Brief: Copy out the items below, replacing each "innermost" with "central" and changing nothing else. Leave out the pictures.

Records shown:
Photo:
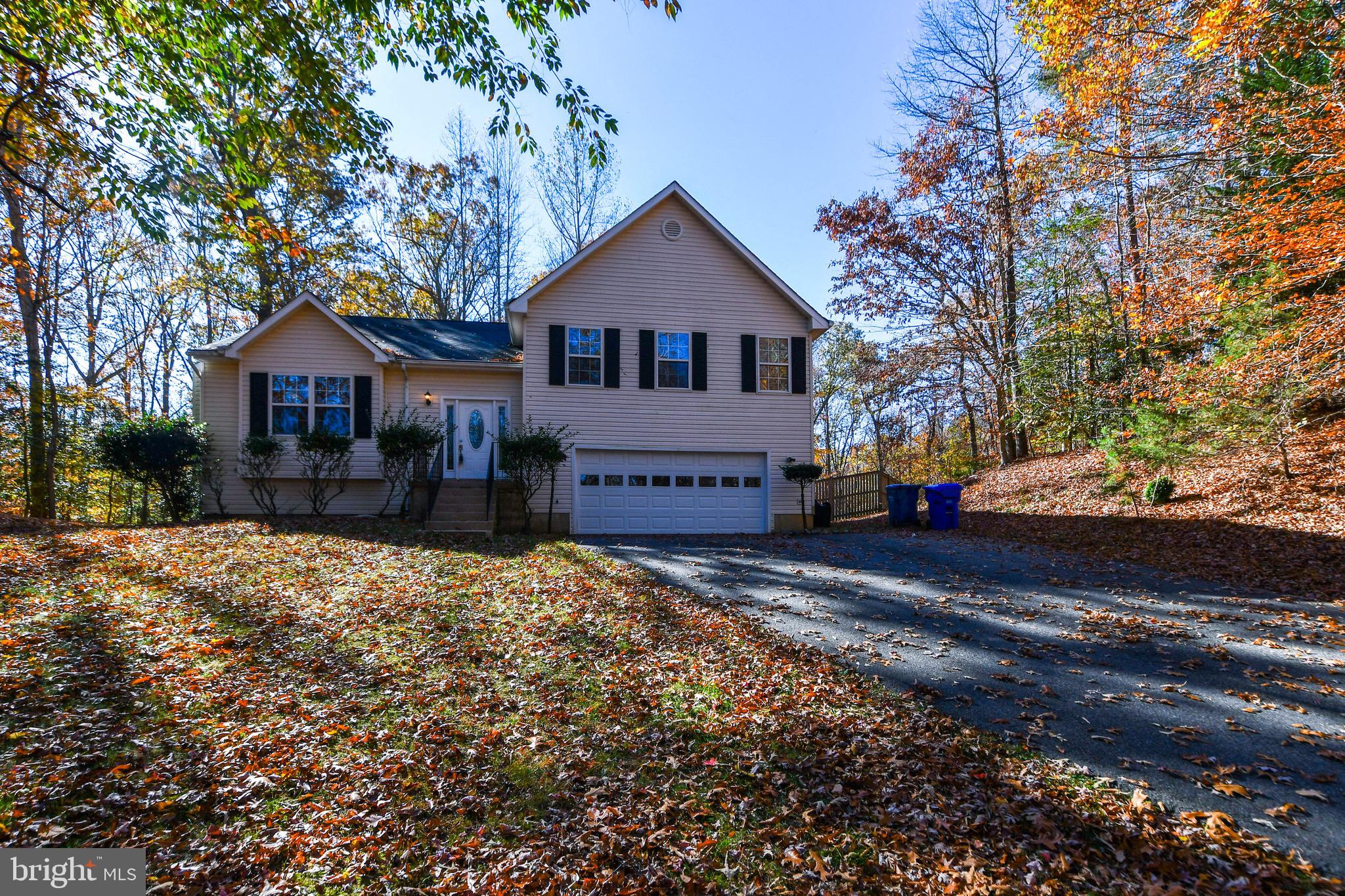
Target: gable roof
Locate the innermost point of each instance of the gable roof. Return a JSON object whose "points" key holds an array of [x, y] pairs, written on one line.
{"points": [[393, 339], [816, 320], [304, 299]]}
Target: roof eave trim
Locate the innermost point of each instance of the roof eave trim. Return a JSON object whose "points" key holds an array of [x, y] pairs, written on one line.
{"points": [[439, 362], [305, 297]]}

Reply:
Photo:
Target: gable roof
Locate the central point of each instance of the gable roof. Return a JSON object whose "points" key holds an array of [x, y] pairs, written on one line.
{"points": [[393, 339], [816, 320], [304, 299]]}
Target: roof eave trim
Locate the central point of each instance of the roof eave trim. Return a JSON object whose "points" key holds an array of [x, y] pairs, written on one line.
{"points": [[439, 362], [305, 297]]}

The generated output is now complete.